● AIM OF THE TASK
Can you reproduce each of the following lines verbatim, character for character?

● DATA FOR THIS TASK
----

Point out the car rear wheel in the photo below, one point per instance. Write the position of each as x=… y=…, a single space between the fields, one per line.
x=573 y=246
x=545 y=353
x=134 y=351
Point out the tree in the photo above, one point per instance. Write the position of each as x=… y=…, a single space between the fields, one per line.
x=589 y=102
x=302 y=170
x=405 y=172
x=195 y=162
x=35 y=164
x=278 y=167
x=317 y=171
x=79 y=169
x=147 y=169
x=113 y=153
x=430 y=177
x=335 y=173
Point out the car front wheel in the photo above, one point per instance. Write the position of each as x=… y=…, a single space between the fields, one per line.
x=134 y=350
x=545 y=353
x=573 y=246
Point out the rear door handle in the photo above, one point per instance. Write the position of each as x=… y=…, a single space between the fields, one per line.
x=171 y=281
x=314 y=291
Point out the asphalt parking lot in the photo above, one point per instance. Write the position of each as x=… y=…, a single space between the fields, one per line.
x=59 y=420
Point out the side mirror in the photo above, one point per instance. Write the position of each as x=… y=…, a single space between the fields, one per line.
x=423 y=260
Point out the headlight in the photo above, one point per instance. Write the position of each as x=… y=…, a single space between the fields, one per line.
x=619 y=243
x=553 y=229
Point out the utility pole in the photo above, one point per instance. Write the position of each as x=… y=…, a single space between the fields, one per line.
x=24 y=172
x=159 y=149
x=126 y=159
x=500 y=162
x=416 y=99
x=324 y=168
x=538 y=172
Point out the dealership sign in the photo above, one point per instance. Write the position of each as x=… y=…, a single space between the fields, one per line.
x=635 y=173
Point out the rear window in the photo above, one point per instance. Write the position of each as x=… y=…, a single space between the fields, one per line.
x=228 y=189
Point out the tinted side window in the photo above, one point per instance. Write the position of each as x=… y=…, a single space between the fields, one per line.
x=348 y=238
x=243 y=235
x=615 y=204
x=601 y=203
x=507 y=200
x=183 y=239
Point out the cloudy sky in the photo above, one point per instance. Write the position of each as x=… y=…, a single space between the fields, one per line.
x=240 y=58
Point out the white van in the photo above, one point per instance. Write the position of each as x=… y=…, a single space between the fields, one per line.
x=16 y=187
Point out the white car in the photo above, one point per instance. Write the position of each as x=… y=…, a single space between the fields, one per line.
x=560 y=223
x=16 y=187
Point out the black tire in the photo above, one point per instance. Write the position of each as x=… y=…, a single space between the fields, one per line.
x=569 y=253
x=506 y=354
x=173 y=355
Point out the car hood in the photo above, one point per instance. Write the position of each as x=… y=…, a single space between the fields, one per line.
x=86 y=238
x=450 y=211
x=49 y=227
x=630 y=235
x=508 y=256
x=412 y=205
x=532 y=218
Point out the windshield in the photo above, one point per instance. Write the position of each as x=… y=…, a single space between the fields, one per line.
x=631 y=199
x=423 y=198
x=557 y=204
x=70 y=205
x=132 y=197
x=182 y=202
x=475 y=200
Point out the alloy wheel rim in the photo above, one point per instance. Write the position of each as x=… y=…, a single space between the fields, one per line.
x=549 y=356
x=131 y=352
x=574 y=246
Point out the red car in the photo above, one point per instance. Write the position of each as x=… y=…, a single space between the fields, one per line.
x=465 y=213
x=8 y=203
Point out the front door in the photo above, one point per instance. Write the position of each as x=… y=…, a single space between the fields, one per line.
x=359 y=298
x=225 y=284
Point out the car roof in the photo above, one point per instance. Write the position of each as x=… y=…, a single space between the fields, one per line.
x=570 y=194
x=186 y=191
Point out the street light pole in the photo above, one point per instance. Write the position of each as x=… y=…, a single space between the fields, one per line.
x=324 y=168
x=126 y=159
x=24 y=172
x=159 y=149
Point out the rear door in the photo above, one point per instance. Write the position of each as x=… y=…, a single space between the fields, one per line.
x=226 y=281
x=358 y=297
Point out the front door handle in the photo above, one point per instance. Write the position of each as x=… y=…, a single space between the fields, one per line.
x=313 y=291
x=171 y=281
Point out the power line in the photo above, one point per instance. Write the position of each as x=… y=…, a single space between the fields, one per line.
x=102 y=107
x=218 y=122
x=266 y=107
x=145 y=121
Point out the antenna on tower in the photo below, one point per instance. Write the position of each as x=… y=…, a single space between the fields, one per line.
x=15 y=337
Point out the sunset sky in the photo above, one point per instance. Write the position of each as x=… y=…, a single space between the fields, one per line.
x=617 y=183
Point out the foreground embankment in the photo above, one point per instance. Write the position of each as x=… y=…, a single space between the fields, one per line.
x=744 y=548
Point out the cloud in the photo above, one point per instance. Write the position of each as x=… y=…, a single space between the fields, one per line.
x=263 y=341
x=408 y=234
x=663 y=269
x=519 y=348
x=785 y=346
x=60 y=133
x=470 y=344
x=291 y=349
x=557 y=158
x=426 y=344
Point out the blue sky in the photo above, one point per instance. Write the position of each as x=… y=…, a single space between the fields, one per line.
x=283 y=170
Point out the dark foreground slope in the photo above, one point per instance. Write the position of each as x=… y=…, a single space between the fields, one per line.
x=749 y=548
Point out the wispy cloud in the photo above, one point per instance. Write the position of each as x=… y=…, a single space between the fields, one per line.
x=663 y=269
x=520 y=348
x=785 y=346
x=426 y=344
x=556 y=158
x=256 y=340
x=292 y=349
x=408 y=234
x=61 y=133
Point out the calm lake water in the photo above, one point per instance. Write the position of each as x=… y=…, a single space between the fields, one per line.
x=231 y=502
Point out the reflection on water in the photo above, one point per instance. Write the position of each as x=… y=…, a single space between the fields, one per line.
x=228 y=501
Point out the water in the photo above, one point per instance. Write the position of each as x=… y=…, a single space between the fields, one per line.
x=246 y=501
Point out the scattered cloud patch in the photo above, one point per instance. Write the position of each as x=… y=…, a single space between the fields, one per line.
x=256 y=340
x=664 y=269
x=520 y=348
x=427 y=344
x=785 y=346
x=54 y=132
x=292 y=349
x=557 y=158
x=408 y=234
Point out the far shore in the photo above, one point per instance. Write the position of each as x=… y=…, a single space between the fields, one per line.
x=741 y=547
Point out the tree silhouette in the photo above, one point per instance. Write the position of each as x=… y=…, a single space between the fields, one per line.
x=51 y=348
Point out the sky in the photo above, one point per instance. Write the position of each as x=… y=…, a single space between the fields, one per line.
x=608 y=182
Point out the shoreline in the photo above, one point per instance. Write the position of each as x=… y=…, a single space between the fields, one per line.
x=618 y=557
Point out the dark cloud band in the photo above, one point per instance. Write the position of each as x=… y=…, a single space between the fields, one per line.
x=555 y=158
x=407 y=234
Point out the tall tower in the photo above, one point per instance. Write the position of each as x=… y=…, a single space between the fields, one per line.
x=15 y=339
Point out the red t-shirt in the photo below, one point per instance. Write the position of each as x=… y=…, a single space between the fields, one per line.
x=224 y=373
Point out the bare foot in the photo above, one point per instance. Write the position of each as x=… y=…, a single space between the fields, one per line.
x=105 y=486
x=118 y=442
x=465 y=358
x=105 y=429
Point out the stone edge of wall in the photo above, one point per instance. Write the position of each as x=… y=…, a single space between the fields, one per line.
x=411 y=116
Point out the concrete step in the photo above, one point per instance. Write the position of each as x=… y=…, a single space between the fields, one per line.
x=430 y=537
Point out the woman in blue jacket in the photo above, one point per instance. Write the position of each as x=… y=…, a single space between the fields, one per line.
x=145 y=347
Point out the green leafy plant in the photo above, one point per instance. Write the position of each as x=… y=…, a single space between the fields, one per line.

----

● EXERCISE OUTPUT
Point out the car rear wheel in the photo below, one point per instance. Write the position of each as x=… y=…, a single space between the fields, one per line.
x=573 y=246
x=545 y=353
x=134 y=351
Point out the tree in the photo above, one point per instance. Write the position of each as x=… y=…, a single space between the fields, one per line.
x=589 y=102
x=302 y=170
x=405 y=172
x=195 y=162
x=35 y=164
x=278 y=167
x=317 y=171
x=79 y=169
x=147 y=169
x=113 y=153
x=430 y=177
x=335 y=173
Point out the car front wheel in the photo above, one point per instance. Write the position of each as x=… y=…, a single space between the fields, one per line.
x=134 y=350
x=545 y=353
x=573 y=246
Point out the rear door handle in the photo above, one point per instance. Write the position of each as x=… y=…, a single space between the fields, one per line.
x=171 y=281
x=314 y=291
Point out the asphalt parking lot in the photo above, one point per instance. Write the position of each as x=… y=…, a single space between the fields, one per line.
x=59 y=420
Point out the side mirror in the photo above, one point per instance. Write the position of each as x=… y=…, a single space between the fields, one per line.
x=423 y=260
Point out the headlight in the photo above, one point per instance. Write the position of each as x=… y=…, a single space between the fields, one per line.
x=619 y=243
x=553 y=229
Point out the utility pole in the photo above, one point per instance. Write the position of each as x=… y=…, a single space between the fields, one per line.
x=24 y=172
x=159 y=149
x=126 y=159
x=500 y=162
x=416 y=99
x=324 y=168
x=538 y=172
Point out the dealership sign in the photo above, one point per instance. Write the position of each as x=… y=…, a single space between the fields, one per line.
x=635 y=173
Point out the rear window in the photo above, one point per instance. Write the position of each as x=… y=…, a single space between the fields, one per line.
x=228 y=189
Point out the tinted side window in the photo above, one point per instance. Write the position of each as x=… y=…, a single space between the fields, one per line.
x=348 y=238
x=243 y=235
x=615 y=204
x=601 y=203
x=507 y=200
x=183 y=239
Point out the cloudy sky in the photo above, one point per instance. Write the position of each as x=… y=…, a single space between the fields, one per line.
x=240 y=58
Point out the white van in the photo above, one point per instance. Write the position of each as x=… y=…, a single space between the fields, one per line.
x=16 y=187
Point out the white car in the photo above, one point per instance. Write the position of each as x=… y=…, a single space between the fields, one per line.
x=560 y=223
x=16 y=187
Point out the black tire in the photo above, one point per instance. Write the position of each as x=… y=…, a single space between the fields, one per line.
x=569 y=253
x=506 y=354
x=173 y=355
Point out the car hood in the photo above, one point per instance. Write the position of each as x=… y=…, a single space between the fields, one per line.
x=86 y=238
x=450 y=211
x=49 y=227
x=630 y=235
x=508 y=256
x=412 y=205
x=532 y=218
Point out the windshield in the photo above, one point per instance. Write the position of each as x=… y=…, a single space between the fields, one per line.
x=631 y=199
x=423 y=198
x=557 y=204
x=70 y=205
x=132 y=197
x=182 y=202
x=475 y=200
Point out the alloy wheel rim in the photo above, one point per instance. Write the position of each as x=… y=…, a single space between the fields, one per line.
x=549 y=356
x=131 y=352
x=574 y=246
Point out the red car in the photo above, one point per instance. Write the position of each as x=… y=…, a single space between the fields, one per line.
x=465 y=213
x=8 y=203
Point out the front door in the photo above, one point per instance. Write the position of each as x=… y=…, a single space between the fields, one per line.
x=359 y=298
x=225 y=284
Point out the car roof in the photo above, one point per instance. Write the position of each as x=… y=…, a single space between the fields, one per line.
x=570 y=194
x=186 y=191
Point out the street light pole in the photo above, one point per instance. Write the position of each as x=… y=…, a single space between the fields, one per line.
x=324 y=168
x=126 y=159
x=24 y=172
x=159 y=149
Point out the rear door in the photo above, one point per instance. Write the position of each as x=… y=…, a single space between the fields, one per line.
x=226 y=281
x=358 y=297
Point out the front door handle in the photo above, one point per instance. Write the position of each as x=… y=…, a single space between the fields, one per line.
x=313 y=291
x=171 y=281
Point out the power line in the photo above, one point per instance. Write the position of each as x=… y=…, a single space between the fields, one per line.
x=102 y=107
x=218 y=122
x=266 y=107
x=145 y=121
Point out the antenna on tower in the photo below, one point per instance. Write the position of each as x=… y=…, a single space between the fields, one per line.
x=15 y=337
Point out the sunset sky in the photo above, one point per instance. Write the position of each as x=… y=…, a single space between the fields, one per line.
x=617 y=183
Point out the foreground embankment in the photo above, one point per instance. Write the position of each as x=… y=…, a single space between the fields, one per line.
x=744 y=548
Point out the cloud in the photo above, one point per instance. Write the position of each as x=… y=…, a single space between the fields, one per line.
x=263 y=341
x=408 y=234
x=663 y=269
x=519 y=348
x=785 y=346
x=60 y=133
x=470 y=344
x=291 y=349
x=557 y=158
x=426 y=344
Point out the blue sky in the photo above, one point per instance. Write the position of each as x=… y=…, a single space between the fields, one per line.
x=283 y=170
Point out the dark foreground slope in the photo above, one point per instance. Write the position of each as x=… y=…, a single space between the fields, one per line.
x=749 y=548
Point out the wispy cloud in the photo above, one point per instance. Write the position of each as x=… y=…, a single space between the fields, one per line.
x=663 y=269
x=520 y=348
x=785 y=346
x=426 y=344
x=556 y=158
x=256 y=340
x=292 y=349
x=408 y=234
x=61 y=133
Point out the calm lake water in the photo above, one point per instance. Write the position of each as x=… y=…, a single space between the fields, one per line.
x=231 y=502
Point out the reflection on water in the photo above, one point per instance. Write the position of each as x=… y=…, a single space between the fields, one per line.
x=228 y=501
Point out the water in the photo above, one point per instance. Write the position of each as x=… y=…, a single space between the fields, one per line.
x=246 y=501
Point out the scattered cloud patch in the photo above, one point per instance. Write the position of each as x=… y=…, a single space between the fields, one per line.
x=256 y=340
x=664 y=269
x=520 y=348
x=427 y=344
x=785 y=346
x=54 y=132
x=292 y=349
x=557 y=158
x=408 y=234
Point out the far shore in the photo above, one point per instance. Write the position of each as x=… y=…, a single space between the fields, one per line.
x=741 y=547
Point out the tree silhouette in the photo above, one point per instance. Write the position of each as x=… y=…, a single space between the fields, one per line.
x=51 y=348
Point out the sky in the photo above, one point per instance. Write the position of each as x=… y=…, a single space between the fields, one per line.
x=608 y=182
Point out the shoreline in the photo above, one point per instance. Write the position of each as x=… y=…, a single space between the fields, one per line.
x=618 y=557
Point out the dark cloud band in the photo above, one point per instance. Write the position of each as x=… y=…, a single space between the fields, one per line.
x=555 y=158
x=407 y=234
Point out the tall tower in the photo above, one point per instance. Write the position of each as x=… y=…, a single space between the fields, one per line.
x=15 y=339
Point out the red t-shirt in the photo below, one point per instance. Write the position of each as x=… y=…, a single space between the fields, one per line.
x=224 y=373
Point out the bare foot in the photo above, one point per instance. Write the position of each as x=… y=…, a single space between the fields, one per line.
x=105 y=486
x=118 y=442
x=465 y=358
x=105 y=429
Point out the stone edge of wall in the photo above, one point per instance. Write the position of each as x=… y=…, a single space between the fields, one per line.
x=411 y=116
Point out the concrete step in the photo above, one point per instance. Write the position of each as x=… y=…, a single space between the fields, one per line.
x=430 y=537
Point out the woman in blue jacket in the photo above, one point per instance. Write the position of each as x=… y=…, a single space between the fields, one per line.
x=145 y=347
Point out the green leafy plant in the photo above, one point per instance. Write the position of each as x=… y=…, a single space between the fields, one per line.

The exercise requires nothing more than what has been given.